[Entries from a point annotation set]
· · · · ·

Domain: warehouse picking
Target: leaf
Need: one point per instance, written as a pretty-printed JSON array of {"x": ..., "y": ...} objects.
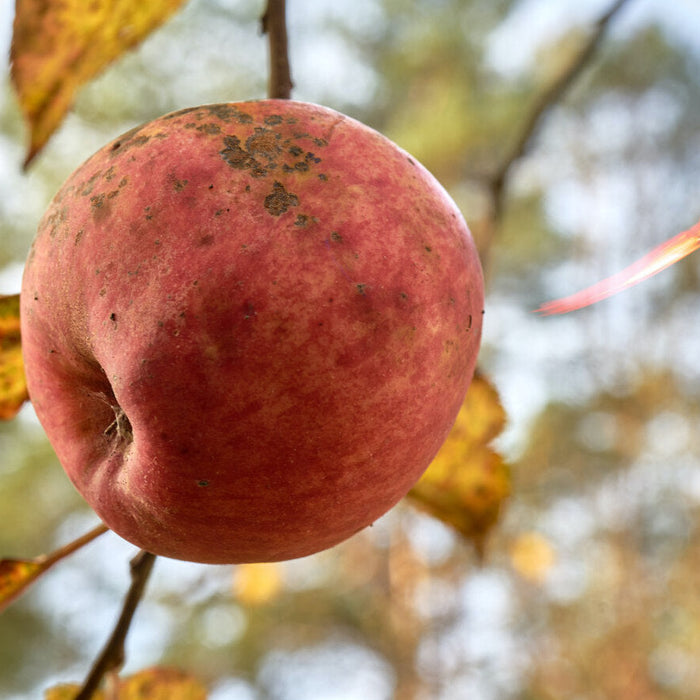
[
  {"x": 58, "y": 45},
  {"x": 467, "y": 483},
  {"x": 257, "y": 584},
  {"x": 532, "y": 556},
  {"x": 13, "y": 384},
  {"x": 659, "y": 259},
  {"x": 16, "y": 575},
  {"x": 149, "y": 684}
]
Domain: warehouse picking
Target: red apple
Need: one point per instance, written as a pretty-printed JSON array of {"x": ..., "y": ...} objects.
[{"x": 248, "y": 328}]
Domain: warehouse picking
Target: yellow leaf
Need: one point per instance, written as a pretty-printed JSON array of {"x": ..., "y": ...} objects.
[
  {"x": 467, "y": 483},
  {"x": 532, "y": 556},
  {"x": 257, "y": 584},
  {"x": 58, "y": 45},
  {"x": 161, "y": 684},
  {"x": 149, "y": 684},
  {"x": 13, "y": 384}
]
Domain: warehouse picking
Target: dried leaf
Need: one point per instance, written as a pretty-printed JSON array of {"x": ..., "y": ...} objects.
[
  {"x": 467, "y": 483},
  {"x": 659, "y": 259},
  {"x": 13, "y": 383},
  {"x": 58, "y": 45},
  {"x": 257, "y": 584},
  {"x": 149, "y": 684},
  {"x": 532, "y": 556},
  {"x": 16, "y": 575}
]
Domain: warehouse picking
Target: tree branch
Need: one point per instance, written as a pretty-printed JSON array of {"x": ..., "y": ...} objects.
[
  {"x": 274, "y": 24},
  {"x": 549, "y": 98},
  {"x": 112, "y": 656}
]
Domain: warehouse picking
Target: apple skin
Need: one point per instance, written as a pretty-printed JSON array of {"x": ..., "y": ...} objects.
[{"x": 248, "y": 328}]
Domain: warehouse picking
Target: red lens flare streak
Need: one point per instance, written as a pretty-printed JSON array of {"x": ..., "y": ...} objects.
[{"x": 659, "y": 259}]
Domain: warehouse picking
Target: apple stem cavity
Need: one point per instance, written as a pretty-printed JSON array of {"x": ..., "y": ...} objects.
[
  {"x": 274, "y": 24},
  {"x": 120, "y": 427}
]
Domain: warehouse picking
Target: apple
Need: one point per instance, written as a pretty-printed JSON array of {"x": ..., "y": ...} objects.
[{"x": 248, "y": 328}]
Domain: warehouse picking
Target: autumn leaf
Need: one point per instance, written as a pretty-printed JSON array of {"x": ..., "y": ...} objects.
[
  {"x": 659, "y": 259},
  {"x": 467, "y": 483},
  {"x": 257, "y": 584},
  {"x": 149, "y": 684},
  {"x": 16, "y": 575},
  {"x": 532, "y": 556},
  {"x": 13, "y": 384},
  {"x": 58, "y": 45}
]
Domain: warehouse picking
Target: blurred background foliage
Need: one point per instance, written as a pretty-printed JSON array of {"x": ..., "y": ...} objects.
[{"x": 590, "y": 588}]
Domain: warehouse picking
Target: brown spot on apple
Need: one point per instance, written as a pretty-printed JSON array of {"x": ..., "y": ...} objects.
[{"x": 279, "y": 200}]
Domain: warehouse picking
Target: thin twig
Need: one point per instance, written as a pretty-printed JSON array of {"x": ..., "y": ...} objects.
[
  {"x": 545, "y": 102},
  {"x": 112, "y": 656},
  {"x": 62, "y": 552},
  {"x": 274, "y": 24}
]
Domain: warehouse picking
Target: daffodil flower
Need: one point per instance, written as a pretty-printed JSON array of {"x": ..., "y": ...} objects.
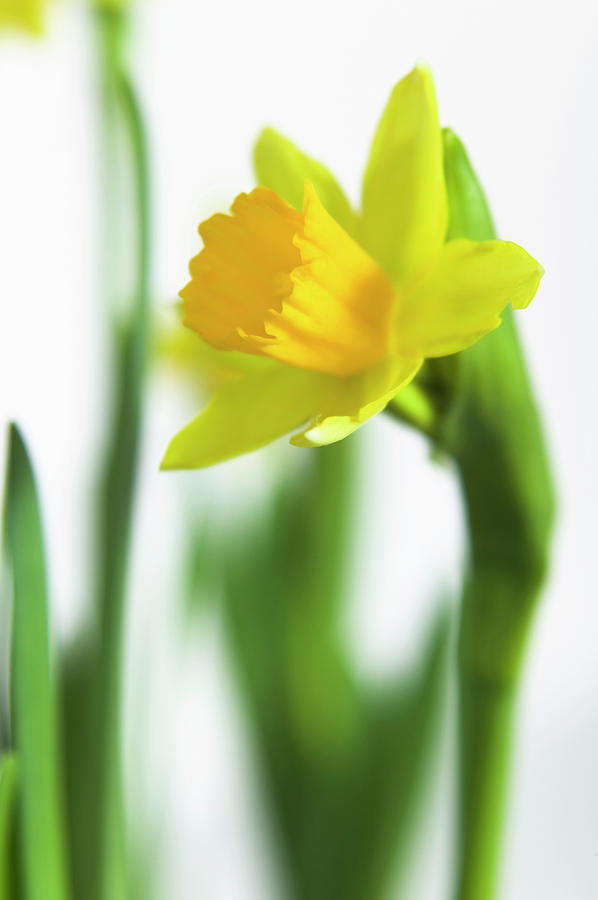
[
  {"x": 333, "y": 312},
  {"x": 23, "y": 15}
]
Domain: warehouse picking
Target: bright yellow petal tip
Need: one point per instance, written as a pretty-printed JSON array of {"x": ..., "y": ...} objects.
[{"x": 460, "y": 299}]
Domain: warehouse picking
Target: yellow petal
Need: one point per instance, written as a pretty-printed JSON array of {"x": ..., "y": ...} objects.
[
  {"x": 27, "y": 15},
  {"x": 245, "y": 414},
  {"x": 404, "y": 196},
  {"x": 354, "y": 400},
  {"x": 462, "y": 297},
  {"x": 291, "y": 286},
  {"x": 337, "y": 317},
  {"x": 282, "y": 167}
]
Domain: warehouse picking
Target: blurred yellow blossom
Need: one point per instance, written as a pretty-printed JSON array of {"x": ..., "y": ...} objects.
[
  {"x": 23, "y": 15},
  {"x": 339, "y": 310}
]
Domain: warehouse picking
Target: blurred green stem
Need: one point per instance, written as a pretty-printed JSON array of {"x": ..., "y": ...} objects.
[
  {"x": 94, "y": 682},
  {"x": 494, "y": 433}
]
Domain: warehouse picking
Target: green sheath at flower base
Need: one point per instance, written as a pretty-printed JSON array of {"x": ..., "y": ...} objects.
[{"x": 342, "y": 307}]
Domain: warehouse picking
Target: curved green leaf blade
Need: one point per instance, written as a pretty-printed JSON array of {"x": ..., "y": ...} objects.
[{"x": 42, "y": 846}]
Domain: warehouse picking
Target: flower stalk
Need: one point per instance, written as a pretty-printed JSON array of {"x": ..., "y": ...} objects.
[
  {"x": 93, "y": 729},
  {"x": 493, "y": 431}
]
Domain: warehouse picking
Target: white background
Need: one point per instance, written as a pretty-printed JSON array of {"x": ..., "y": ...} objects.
[{"x": 518, "y": 81}]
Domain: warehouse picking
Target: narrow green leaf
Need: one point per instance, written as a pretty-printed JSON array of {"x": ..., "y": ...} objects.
[
  {"x": 282, "y": 167},
  {"x": 42, "y": 843},
  {"x": 8, "y": 781}
]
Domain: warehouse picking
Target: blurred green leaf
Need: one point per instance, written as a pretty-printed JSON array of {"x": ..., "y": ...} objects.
[
  {"x": 8, "y": 782},
  {"x": 343, "y": 762},
  {"x": 282, "y": 167},
  {"x": 42, "y": 843}
]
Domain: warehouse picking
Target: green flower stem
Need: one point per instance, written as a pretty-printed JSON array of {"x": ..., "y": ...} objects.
[
  {"x": 93, "y": 682},
  {"x": 118, "y": 483},
  {"x": 494, "y": 433}
]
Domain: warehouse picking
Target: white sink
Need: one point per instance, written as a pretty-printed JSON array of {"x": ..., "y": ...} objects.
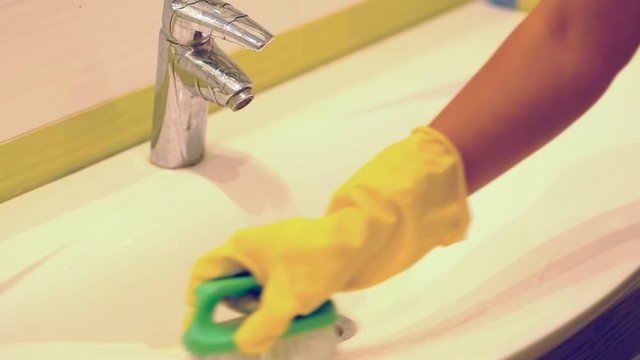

· · · · ·

What to work on: Report every line of the records above that contains the word "yellow", copying each one in full.

Task answer:
Target: yellow leaf
Target: bright yellow petal tip
Target: yellow petal
Target: blurred yellow blossom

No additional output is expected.